***** Record set

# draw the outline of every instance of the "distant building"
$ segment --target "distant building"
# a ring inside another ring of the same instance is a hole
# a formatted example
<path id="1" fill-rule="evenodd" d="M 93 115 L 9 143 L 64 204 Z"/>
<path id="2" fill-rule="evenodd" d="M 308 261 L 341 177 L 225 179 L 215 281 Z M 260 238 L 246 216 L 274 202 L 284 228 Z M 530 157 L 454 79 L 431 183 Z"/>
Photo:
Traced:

**********
***** Record set

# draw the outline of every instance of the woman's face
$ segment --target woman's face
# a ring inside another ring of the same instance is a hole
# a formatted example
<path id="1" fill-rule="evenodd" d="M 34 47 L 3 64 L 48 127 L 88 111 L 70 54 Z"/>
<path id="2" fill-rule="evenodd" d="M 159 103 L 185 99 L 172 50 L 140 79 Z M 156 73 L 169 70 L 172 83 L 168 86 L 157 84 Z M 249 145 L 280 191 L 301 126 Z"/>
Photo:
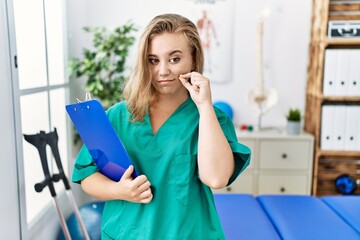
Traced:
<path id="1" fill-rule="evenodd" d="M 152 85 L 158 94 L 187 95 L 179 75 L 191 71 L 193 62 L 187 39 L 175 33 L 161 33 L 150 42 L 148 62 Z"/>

**********

> [Direction]: Collect every line in the items above that contains the word "face". Case counts.

> [Worked solution]:
# draw the outline of every instance of the woman's face
$ segment --target woman's face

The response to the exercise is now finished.